___ ИСХОДНЫЕ ДАННЫЕ

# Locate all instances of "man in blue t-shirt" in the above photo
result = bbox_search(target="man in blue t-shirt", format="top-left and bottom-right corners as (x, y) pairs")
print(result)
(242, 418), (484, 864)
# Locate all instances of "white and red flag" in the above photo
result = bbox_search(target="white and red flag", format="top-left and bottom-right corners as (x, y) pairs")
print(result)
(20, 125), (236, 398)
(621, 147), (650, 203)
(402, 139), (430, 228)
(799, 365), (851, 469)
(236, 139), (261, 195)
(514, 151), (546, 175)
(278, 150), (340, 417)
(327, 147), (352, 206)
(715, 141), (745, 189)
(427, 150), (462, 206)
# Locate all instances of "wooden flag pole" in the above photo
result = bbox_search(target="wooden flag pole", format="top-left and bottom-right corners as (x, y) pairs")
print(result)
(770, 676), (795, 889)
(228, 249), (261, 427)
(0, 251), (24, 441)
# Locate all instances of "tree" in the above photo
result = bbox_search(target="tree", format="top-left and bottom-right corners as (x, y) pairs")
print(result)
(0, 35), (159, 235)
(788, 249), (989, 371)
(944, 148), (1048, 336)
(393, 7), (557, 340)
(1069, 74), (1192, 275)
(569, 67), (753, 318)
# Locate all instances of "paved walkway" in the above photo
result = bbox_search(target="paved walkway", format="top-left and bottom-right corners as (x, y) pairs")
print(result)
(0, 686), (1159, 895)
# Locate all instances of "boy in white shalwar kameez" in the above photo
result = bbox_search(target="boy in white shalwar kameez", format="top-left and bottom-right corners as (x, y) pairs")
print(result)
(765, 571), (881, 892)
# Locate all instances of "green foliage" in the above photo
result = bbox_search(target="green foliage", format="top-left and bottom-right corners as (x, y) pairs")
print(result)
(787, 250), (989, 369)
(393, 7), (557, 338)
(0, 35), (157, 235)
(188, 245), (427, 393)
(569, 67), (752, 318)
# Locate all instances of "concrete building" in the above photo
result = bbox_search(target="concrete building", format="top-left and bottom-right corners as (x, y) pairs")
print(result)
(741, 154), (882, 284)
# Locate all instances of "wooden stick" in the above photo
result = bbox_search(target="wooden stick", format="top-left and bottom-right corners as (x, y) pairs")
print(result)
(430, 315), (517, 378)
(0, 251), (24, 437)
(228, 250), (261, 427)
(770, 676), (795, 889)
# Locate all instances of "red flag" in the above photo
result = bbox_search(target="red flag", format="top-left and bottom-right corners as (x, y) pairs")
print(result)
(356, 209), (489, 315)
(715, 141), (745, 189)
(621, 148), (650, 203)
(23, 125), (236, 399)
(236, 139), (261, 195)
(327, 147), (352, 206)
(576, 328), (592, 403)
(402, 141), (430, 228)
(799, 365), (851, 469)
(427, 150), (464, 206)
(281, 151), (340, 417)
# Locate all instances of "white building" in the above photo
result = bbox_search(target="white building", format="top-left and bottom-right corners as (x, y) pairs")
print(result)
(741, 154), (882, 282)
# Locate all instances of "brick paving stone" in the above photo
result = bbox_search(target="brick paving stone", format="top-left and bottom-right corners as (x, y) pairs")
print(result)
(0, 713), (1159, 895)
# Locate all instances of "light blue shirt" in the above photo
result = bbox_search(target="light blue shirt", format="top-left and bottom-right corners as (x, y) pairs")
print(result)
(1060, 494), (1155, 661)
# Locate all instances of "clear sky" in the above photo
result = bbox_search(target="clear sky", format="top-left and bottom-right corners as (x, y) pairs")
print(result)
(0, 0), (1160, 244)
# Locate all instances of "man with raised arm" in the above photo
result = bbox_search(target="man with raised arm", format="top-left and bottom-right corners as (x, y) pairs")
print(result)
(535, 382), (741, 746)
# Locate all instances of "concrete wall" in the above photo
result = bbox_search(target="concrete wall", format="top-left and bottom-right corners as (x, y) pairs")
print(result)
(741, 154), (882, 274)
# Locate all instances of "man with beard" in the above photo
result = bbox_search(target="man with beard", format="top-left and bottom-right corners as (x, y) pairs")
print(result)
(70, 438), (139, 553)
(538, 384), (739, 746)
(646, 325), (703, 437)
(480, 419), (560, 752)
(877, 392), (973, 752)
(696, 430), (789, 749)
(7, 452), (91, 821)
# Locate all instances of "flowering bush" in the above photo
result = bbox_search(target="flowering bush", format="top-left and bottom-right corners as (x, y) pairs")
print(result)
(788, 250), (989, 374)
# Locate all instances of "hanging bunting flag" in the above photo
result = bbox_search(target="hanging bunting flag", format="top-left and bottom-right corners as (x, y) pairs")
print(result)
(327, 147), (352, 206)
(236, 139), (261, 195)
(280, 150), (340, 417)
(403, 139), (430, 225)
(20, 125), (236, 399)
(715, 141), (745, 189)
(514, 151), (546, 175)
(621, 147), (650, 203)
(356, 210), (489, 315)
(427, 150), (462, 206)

______

-- ЗАДАНИЕ --
Сколько строк данных выше содержат слово «hanging» с учетом регистра? В ответе приведите только число.

-- ОТВЕТ К ЗАДАЧЕ --
2